**What is being asked:** Where the string "outline" occurs in a line of the entries below, copy that line.

------

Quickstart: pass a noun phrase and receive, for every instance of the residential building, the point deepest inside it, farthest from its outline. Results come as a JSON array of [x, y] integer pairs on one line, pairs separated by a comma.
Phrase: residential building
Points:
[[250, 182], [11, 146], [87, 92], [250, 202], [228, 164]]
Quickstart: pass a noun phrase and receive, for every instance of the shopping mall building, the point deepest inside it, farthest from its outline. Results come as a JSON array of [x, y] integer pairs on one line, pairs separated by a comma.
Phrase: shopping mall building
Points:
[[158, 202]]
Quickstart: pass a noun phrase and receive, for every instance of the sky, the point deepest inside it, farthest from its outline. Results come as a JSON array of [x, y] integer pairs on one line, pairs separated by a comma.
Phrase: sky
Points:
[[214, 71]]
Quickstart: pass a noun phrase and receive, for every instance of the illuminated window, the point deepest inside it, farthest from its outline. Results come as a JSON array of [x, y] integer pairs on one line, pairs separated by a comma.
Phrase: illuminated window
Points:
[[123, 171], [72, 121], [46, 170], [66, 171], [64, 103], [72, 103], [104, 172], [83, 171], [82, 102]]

------

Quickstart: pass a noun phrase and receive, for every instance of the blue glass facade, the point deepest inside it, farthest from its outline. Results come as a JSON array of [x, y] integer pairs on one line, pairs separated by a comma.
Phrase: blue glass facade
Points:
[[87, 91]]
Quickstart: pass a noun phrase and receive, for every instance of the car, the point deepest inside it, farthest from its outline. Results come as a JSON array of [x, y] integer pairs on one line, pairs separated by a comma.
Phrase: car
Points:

------

**Response to this task:**
Quickstart: pass a noun phrase and receive, for every instance of the residential building, the point deepest inside it, farthest from its outline. Results come as a JSON array of [x, y] integer pairs on one line, pairs separated by a comma.
Quickstart: pass a noun phrase and receive, for every instance of the shopping mall building, the point deepest inside it, farthest from its outline. Results come as a JSON array of [x, y] integer pairs on one line, pairs separated by a comma.
Quickstart: pass a noun phrase and receive, for every instance of the sky, the point deepest inside it, farthest from its outline. Results come as a JSON array of [x, y] integer pairs on one line, pairs separated by a comma.
Quickstart: pass a noun phrase and receive, for every instance of the illuminated window, the point deepest inside it, farthest from its outline. Results come as a JSON array of [x, y] integer pairs on one line, pairs separated by a comma.
Quickstart: pass a noun phrase and receive, for every instance of the blue glass facade, the point deepest inside it, farthest from its outline. Results come as a JSON array of [x, y] integer pairs on one line, pairs separated by a comma.
Quickstart: pass a noun phrase and receive, for every instance of the car, the point deepest inside it, farthest from its outline. Results come as a JSON array of [x, y] integer pairs on one line, pairs separated by a comma.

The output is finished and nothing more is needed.